Copy nothing but the lines from the one containing "Scan for wristwatch in the frame." through the last line of the records, repeated exactly and without pictures.
___ Entries shown ___
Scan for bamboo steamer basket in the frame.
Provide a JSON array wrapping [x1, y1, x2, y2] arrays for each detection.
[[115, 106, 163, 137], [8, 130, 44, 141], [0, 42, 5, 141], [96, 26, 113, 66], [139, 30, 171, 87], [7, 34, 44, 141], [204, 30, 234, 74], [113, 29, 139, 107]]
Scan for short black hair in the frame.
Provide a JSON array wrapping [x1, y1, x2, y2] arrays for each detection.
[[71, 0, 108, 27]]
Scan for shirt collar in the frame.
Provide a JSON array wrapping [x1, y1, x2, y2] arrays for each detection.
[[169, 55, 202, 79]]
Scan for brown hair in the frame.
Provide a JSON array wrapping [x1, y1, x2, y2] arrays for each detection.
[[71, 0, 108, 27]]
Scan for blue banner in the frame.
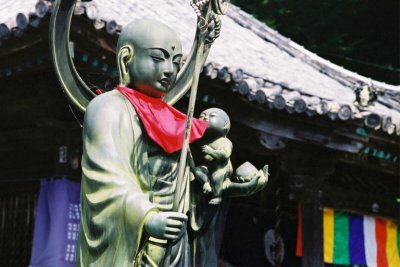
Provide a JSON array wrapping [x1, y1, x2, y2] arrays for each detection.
[[30, 178, 80, 267]]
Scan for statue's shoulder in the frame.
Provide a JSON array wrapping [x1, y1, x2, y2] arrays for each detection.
[[85, 90, 133, 124], [87, 90, 126, 110]]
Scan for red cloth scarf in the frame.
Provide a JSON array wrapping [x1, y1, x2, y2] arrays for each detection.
[[117, 85, 208, 153]]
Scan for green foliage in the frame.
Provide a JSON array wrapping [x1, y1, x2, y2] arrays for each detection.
[[232, 0, 400, 84]]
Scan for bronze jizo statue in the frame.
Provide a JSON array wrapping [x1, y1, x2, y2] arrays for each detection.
[[50, 0, 268, 267]]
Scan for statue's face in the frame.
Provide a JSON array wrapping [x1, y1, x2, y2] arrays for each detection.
[[128, 32, 182, 98], [199, 108, 230, 137]]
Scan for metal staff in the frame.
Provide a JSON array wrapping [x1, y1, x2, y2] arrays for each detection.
[[162, 0, 228, 267]]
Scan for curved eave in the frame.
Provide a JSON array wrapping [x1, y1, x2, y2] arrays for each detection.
[[0, 0, 400, 135]]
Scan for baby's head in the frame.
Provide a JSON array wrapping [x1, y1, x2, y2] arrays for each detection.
[[232, 161, 258, 183], [200, 108, 231, 138]]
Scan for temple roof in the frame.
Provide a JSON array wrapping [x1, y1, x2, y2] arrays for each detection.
[[0, 0, 400, 135]]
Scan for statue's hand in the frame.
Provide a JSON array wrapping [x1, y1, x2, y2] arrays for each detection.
[[203, 182, 212, 194], [144, 211, 188, 240], [223, 165, 269, 197], [190, 0, 210, 17]]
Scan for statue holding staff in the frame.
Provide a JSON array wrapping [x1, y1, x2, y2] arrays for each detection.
[[50, 0, 267, 266]]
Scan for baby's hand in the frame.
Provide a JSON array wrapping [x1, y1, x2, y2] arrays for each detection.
[[201, 145, 214, 154]]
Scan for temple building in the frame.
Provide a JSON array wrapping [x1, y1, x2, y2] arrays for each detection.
[[0, 0, 400, 266]]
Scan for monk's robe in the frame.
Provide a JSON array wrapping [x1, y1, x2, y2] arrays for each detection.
[[77, 90, 191, 267]]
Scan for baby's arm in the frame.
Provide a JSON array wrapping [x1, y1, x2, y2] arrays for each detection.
[[201, 138, 233, 160]]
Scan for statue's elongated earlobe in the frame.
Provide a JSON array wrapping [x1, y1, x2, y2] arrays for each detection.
[[117, 45, 135, 86]]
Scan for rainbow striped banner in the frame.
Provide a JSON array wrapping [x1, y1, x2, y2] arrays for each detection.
[[323, 208, 400, 267]]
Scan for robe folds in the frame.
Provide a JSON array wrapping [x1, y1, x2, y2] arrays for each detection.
[[77, 90, 223, 267]]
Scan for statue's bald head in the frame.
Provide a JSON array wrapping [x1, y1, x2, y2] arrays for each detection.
[[117, 19, 182, 97], [117, 19, 182, 56]]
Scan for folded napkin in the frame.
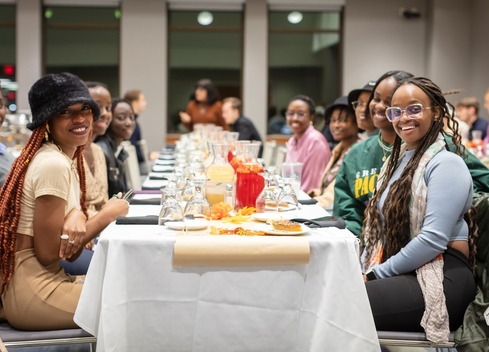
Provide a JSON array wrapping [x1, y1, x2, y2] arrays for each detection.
[[133, 189, 161, 195], [149, 173, 167, 180], [115, 215, 158, 225], [173, 235, 310, 266], [142, 185, 165, 193], [290, 216, 346, 229], [299, 198, 318, 205], [129, 197, 161, 205]]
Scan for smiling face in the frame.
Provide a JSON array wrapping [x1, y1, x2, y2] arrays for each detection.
[[285, 99, 314, 138], [195, 87, 207, 103], [109, 102, 136, 145], [0, 87, 7, 126], [391, 84, 440, 150], [369, 77, 397, 130], [355, 91, 376, 132], [329, 108, 358, 141], [88, 86, 112, 138], [49, 103, 93, 157]]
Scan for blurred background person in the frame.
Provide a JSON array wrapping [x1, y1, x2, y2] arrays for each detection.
[[95, 98, 136, 198], [307, 96, 358, 208], [455, 97, 489, 140], [222, 97, 262, 157], [83, 82, 112, 217], [124, 89, 148, 175], [348, 81, 379, 140], [180, 79, 229, 131], [0, 86, 15, 188], [312, 105, 326, 131], [285, 95, 331, 192]]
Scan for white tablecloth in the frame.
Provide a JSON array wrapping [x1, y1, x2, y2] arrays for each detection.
[[75, 206, 380, 352]]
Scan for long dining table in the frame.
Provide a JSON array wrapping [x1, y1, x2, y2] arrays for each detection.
[[74, 194, 380, 352]]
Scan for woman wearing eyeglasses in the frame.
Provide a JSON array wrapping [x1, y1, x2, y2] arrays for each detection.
[[362, 77, 477, 342], [285, 95, 331, 192], [95, 99, 136, 198], [333, 71, 489, 237], [0, 73, 129, 330]]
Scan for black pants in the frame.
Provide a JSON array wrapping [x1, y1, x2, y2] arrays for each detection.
[[366, 248, 476, 332]]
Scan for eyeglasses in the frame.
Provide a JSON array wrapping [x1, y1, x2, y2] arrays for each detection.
[[385, 104, 432, 122], [56, 105, 93, 119], [351, 100, 367, 109], [285, 111, 308, 120]]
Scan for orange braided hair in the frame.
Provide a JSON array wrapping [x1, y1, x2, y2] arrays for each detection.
[[0, 126, 90, 294]]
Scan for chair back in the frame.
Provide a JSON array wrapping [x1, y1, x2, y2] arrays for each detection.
[[122, 141, 141, 191], [263, 141, 277, 167], [455, 193, 489, 352], [275, 146, 287, 175], [138, 139, 150, 174]]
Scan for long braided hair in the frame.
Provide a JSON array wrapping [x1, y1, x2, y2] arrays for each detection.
[[0, 126, 91, 294], [362, 77, 477, 268]]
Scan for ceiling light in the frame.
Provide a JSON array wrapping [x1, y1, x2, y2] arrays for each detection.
[[197, 11, 214, 26], [287, 11, 304, 24]]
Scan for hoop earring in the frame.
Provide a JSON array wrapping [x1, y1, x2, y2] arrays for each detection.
[[44, 123, 51, 142]]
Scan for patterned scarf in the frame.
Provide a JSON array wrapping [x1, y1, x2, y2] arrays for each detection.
[[365, 134, 450, 343]]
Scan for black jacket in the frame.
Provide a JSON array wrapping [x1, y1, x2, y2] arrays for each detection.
[[95, 134, 129, 198], [229, 115, 263, 157]]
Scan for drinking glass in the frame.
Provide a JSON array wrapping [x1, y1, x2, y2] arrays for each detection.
[[158, 189, 183, 225], [255, 171, 278, 213], [183, 179, 211, 231], [278, 178, 299, 208]]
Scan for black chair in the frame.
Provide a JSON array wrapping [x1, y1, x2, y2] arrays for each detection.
[[377, 331, 455, 351], [0, 322, 97, 352]]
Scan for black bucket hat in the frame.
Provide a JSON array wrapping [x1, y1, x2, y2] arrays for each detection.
[[324, 95, 353, 123], [348, 81, 377, 109], [27, 72, 100, 131]]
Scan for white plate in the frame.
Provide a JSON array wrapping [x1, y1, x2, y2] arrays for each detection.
[[255, 224, 311, 236], [265, 204, 297, 212], [153, 165, 175, 173], [251, 212, 284, 222], [165, 220, 209, 231], [158, 155, 175, 160], [155, 159, 175, 165]]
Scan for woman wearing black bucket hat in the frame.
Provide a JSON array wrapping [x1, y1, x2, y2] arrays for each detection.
[[307, 96, 358, 208], [348, 81, 379, 140], [0, 73, 129, 330]]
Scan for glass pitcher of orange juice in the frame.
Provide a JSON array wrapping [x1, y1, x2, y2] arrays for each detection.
[[205, 143, 234, 205]]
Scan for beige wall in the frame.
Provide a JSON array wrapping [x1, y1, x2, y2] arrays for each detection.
[[343, 0, 489, 118], [243, 0, 268, 143], [120, 0, 167, 150], [15, 0, 42, 110]]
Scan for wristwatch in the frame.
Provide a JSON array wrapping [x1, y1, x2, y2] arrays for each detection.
[[365, 270, 377, 281]]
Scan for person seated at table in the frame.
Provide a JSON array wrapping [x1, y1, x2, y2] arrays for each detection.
[[285, 95, 331, 192], [348, 81, 379, 141], [307, 96, 358, 208], [362, 77, 477, 341], [83, 82, 112, 217], [333, 71, 489, 237], [0, 85, 15, 188], [456, 97, 489, 141], [60, 82, 112, 275], [95, 98, 136, 197], [222, 97, 262, 157], [0, 73, 129, 330], [180, 79, 229, 131]]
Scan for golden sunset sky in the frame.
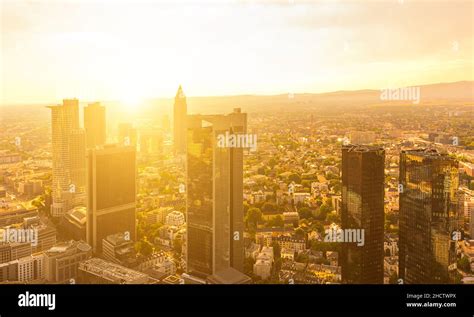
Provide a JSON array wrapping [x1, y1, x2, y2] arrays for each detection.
___
> [The output]:
Scan for wristwatch in the frame.
Provide a JSON array wrapping [x1, y1, x2, y2] arrays for each detection.
[[365, 270, 377, 281]]
Scan for person seated at table in the frame.
Provide a JSON array wrapping [x1, y1, x2, y2] arrays for each detection.
[[285, 95, 331, 192], [348, 81, 379, 141], [307, 96, 358, 208], [362, 77, 477, 341], [83, 82, 112, 217], [333, 71, 489, 237], [0, 85, 15, 188], [456, 97, 489, 141], [60, 82, 112, 275], [95, 98, 136, 197], [222, 97, 262, 157], [0, 73, 129, 330], [180, 79, 229, 131]]
Scan for golden sunset sky in the frame.
Provide a JSON array wrapping [x1, y1, x2, y2] arrays for each detection.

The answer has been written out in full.